Extracted material:
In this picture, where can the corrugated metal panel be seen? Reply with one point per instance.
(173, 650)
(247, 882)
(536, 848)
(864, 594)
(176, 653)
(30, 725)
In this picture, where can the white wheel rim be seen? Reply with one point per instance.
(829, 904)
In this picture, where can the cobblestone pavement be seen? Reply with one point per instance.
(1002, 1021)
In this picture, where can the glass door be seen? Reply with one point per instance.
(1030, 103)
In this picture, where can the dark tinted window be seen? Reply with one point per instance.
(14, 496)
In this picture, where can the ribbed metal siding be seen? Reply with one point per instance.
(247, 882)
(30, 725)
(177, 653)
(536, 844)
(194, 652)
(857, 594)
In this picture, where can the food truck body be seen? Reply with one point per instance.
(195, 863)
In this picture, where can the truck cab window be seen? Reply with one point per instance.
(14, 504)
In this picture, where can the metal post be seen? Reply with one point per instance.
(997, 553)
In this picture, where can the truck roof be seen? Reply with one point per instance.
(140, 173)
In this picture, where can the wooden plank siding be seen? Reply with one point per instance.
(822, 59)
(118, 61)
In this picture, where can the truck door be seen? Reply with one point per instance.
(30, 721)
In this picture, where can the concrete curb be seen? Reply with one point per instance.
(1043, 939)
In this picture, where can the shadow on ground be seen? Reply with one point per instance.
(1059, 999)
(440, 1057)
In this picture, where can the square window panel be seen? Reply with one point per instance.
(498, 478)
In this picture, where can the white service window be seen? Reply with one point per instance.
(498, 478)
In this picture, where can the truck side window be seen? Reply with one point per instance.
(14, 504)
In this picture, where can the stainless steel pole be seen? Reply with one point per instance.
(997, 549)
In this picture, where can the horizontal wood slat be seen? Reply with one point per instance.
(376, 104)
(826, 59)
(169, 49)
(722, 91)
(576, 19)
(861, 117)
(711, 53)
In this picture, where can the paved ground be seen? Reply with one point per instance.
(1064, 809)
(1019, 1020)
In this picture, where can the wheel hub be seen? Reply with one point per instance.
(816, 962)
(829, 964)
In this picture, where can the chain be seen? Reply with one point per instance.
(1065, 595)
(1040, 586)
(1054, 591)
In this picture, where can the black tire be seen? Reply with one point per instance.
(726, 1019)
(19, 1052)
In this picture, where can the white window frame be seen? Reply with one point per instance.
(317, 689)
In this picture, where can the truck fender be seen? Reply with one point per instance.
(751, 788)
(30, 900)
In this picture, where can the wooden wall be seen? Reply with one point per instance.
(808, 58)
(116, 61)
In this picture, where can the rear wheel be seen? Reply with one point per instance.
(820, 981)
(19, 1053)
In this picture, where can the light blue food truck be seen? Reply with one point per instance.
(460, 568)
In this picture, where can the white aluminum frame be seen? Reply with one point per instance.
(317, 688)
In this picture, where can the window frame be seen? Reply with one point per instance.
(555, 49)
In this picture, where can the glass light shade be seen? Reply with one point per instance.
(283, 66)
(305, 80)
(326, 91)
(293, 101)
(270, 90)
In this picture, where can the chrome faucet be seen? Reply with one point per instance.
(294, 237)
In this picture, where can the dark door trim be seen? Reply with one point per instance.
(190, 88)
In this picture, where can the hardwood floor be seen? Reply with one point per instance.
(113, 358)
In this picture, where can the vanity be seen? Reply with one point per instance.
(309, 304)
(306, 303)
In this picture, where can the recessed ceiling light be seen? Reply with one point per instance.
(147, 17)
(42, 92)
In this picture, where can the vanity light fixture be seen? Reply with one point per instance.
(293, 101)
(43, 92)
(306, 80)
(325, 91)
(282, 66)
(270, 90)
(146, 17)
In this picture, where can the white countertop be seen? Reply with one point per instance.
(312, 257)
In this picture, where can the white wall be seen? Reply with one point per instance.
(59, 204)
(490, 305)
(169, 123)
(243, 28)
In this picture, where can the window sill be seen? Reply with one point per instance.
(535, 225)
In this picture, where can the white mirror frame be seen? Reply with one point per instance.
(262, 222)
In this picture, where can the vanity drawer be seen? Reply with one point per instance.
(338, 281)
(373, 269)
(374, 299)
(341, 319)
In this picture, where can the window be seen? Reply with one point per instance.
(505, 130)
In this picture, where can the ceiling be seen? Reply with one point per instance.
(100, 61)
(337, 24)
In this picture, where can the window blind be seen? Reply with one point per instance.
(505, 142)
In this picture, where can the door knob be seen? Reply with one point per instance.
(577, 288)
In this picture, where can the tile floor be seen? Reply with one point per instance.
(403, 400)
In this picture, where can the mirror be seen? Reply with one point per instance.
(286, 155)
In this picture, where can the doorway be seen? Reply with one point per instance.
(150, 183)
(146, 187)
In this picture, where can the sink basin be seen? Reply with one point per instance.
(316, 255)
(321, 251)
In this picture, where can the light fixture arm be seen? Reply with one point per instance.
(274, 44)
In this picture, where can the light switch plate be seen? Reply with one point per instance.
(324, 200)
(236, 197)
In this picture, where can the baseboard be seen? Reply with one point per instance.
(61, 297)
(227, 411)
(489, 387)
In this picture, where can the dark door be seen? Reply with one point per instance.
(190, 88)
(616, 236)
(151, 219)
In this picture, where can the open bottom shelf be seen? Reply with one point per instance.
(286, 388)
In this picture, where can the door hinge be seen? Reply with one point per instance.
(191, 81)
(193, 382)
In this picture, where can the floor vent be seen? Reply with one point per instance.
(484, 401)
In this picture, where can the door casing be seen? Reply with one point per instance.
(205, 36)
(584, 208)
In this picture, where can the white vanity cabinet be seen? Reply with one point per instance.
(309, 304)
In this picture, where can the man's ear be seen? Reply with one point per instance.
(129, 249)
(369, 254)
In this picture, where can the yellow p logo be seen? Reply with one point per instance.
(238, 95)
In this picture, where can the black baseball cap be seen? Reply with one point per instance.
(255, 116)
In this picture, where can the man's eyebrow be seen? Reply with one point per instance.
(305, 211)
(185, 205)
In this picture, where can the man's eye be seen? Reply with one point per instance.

Exercise prompt: Could you output the records in full, exactly as written?

Response:
In this picture, where can the corrugated metal panel be seen? Reply with one point per instance.
(173, 650)
(247, 882)
(536, 848)
(864, 594)
(176, 653)
(30, 725)
In this picture, where can the white wheel rim be seen? Reply with one point per instance.
(829, 904)
In this picture, where can the cobblestone pavement be seen? Reply with one point per instance.
(1002, 1021)
In this picture, where can the glass door be seen? Reply with one point per instance.
(1030, 103)
In this picture, where can the dark tinted window be seen? Reply with one point per instance.
(14, 496)
In this picture, where can the ribbed metal siding be seen? Reply with one point per instance.
(247, 882)
(30, 725)
(177, 653)
(536, 844)
(194, 652)
(857, 594)
In this picture, where can the food truck body be seen? Reply with one point per instance.
(195, 863)
In this picture, where can the truck cab window be seen? Reply with one point per instance.
(14, 504)
In this picture, where can the metal post be seen? Reply with one point per instance.
(997, 553)
In this picture, where can the truck roof be seen? Reply with one point per instance.
(140, 173)
In this picture, where can the wooden plank siding be seen? Reply with one point per instance.
(822, 59)
(118, 61)
In this picture, where can the truck door be seen? Reply with one point per instance.
(30, 721)
In this picture, where can the concrete curb be seen? Reply with one point per instance.
(1043, 939)
In this picture, where can the shadow on ground be seen? Reply with one point per instance.
(1059, 999)
(440, 1057)
In this picture, where can the square window panel be seen? Reply with one point per instance.
(498, 478)
In this picture, where can the white service window be seen? Reply with one point per instance.
(498, 478)
In this picture, where can the truck side window be seen? Reply with one point per instance.
(14, 504)
In this picture, where can the stainless steel pole be seen? Reply with one point per instance.
(997, 549)
In this picture, where can the horizontal wood slat be seen? Reply with one point per instance.
(376, 104)
(826, 59)
(169, 49)
(722, 91)
(576, 19)
(861, 117)
(711, 53)
In this picture, where can the paved ground be seen? Reply with one point per instance.
(1064, 809)
(1019, 1020)
In this picture, where can the wheel hub be seen? Reply with one point per instance.
(816, 962)
(829, 964)
In this picture, where can the chain be seen? Reply with one point per instance.
(1065, 595)
(1040, 586)
(1054, 591)
In this picture, where can the black tire be seen? Reply with one point per instance.
(726, 1019)
(19, 1052)
In this picture, where can the white window frame be seen? Reply with one point per instance.
(317, 689)
In this picture, where can the truck fender be seen? Reply with one point per instance.
(751, 788)
(30, 900)
In this picture, where can the wooden wall be seen? Reply with one point per instance.
(808, 58)
(116, 61)
In this picture, where can the rear wheel be seen? Reply with one point per instance.
(820, 981)
(19, 1053)
In this picture, where can the light blue food truck be seen? Reply with one point per instance.
(460, 568)
In this picture, where can the white aluminum frame be seen? Reply with one point per instance.
(317, 688)
In this picture, where can the window frame be seen? Reply with one point per instance.
(555, 49)
In this picture, where can the glass light shade be seen? Reply with one point per instance.
(283, 66)
(305, 80)
(326, 91)
(293, 101)
(270, 90)
In this picture, where can the chrome faucet be seen? Reply with one point per instance.
(294, 237)
In this picture, where can the dark door trim be seen? Reply with one point per instance.
(190, 88)
In this picture, where can the hardwood floor be seen? Reply with one point per instance.
(113, 358)
In this picture, where can the vanity be seen? Reply with one point per instance.
(309, 304)
(306, 303)
In this picture, where can the recessed ceiling light be seen? Reply with one point per instance.
(147, 17)
(42, 92)
In this picture, where can the vanity light fixture be seen? Reply with one point per instance.
(293, 101)
(43, 92)
(306, 80)
(325, 91)
(282, 66)
(270, 90)
(146, 17)
In this picture, where can the white countertop be seen? Reply with one point per instance.
(312, 257)
In this picture, where can the white wall be seen? Reply with one point per instance.
(59, 204)
(490, 305)
(169, 123)
(243, 28)
In this picture, where can the window sill be seen? Reply with one point per instance.
(535, 225)
In this picture, where can the white mirror frame be seen? Reply with one point per instance.
(262, 222)
In this picture, where can the vanity drawer be seen? Reply with one point per instance.
(338, 281)
(373, 269)
(374, 299)
(341, 319)
In this picture, where can the window be seen? Reply with one point per instance.
(505, 130)
In this picture, where can the ceiling be seen? Reply with one point per instance.
(100, 61)
(337, 24)
In this picture, where can the window blind be seen? Reply with one point per instance.
(505, 142)
In this picture, where can the door knob be seen? Reply with one point per instance.
(577, 288)
In this picture, where can the tile floor be seen? Reply with one point per instance.
(403, 400)
In this picture, where can the mirror be seen? Reply with one point per instance.
(286, 155)
In this picture, where can the doorway be seen? Reply with one point per instance.
(150, 183)
(146, 187)
In this picture, where can the sink basin be seen? Reply with one point per instance.
(316, 255)
(321, 251)
In this picture, where can the light fixture arm be seen? Reply with one point per instance.
(274, 44)
In this picture, where can the light switch plate be seen? Reply with one point per instance.
(324, 200)
(236, 197)
In this picture, where can the baseboard be seen? Reply with one point per instance.
(61, 297)
(227, 411)
(489, 387)
In this picture, where can the dark door be seen? Reply with one point per instance.
(190, 88)
(616, 236)
(151, 219)
In this picture, where can the open bottom shelf be seen? Reply with one point per instance.
(286, 388)
In this picture, where can the door hinge be seen? Reply with one point per instance.
(191, 81)
(193, 382)
In this picture, where can the floor vent be seen? Reply with one point per instance.
(484, 401)
In this picture, where can the door casing be seen? Reply with one point per instance.
(205, 36)
(584, 208)
In this picture, where can the white vanity cabinet be seen? Reply with one point per instance.
(309, 304)
In this picture, where can the man's ear be seen? Reply with one point per instance.
(129, 249)
(369, 254)
In this picture, where can the yellow p logo be seen? Reply with one point per instance.
(238, 95)
In this picture, where can the black baseball cap be seen? Reply with one point per instance.
(255, 116)
In this picture, where can the man's eyebrow be seen? Reply with one point per instance.
(305, 211)
(185, 205)
In this picture, where can the man's eye be seen? Reply with one point per instance.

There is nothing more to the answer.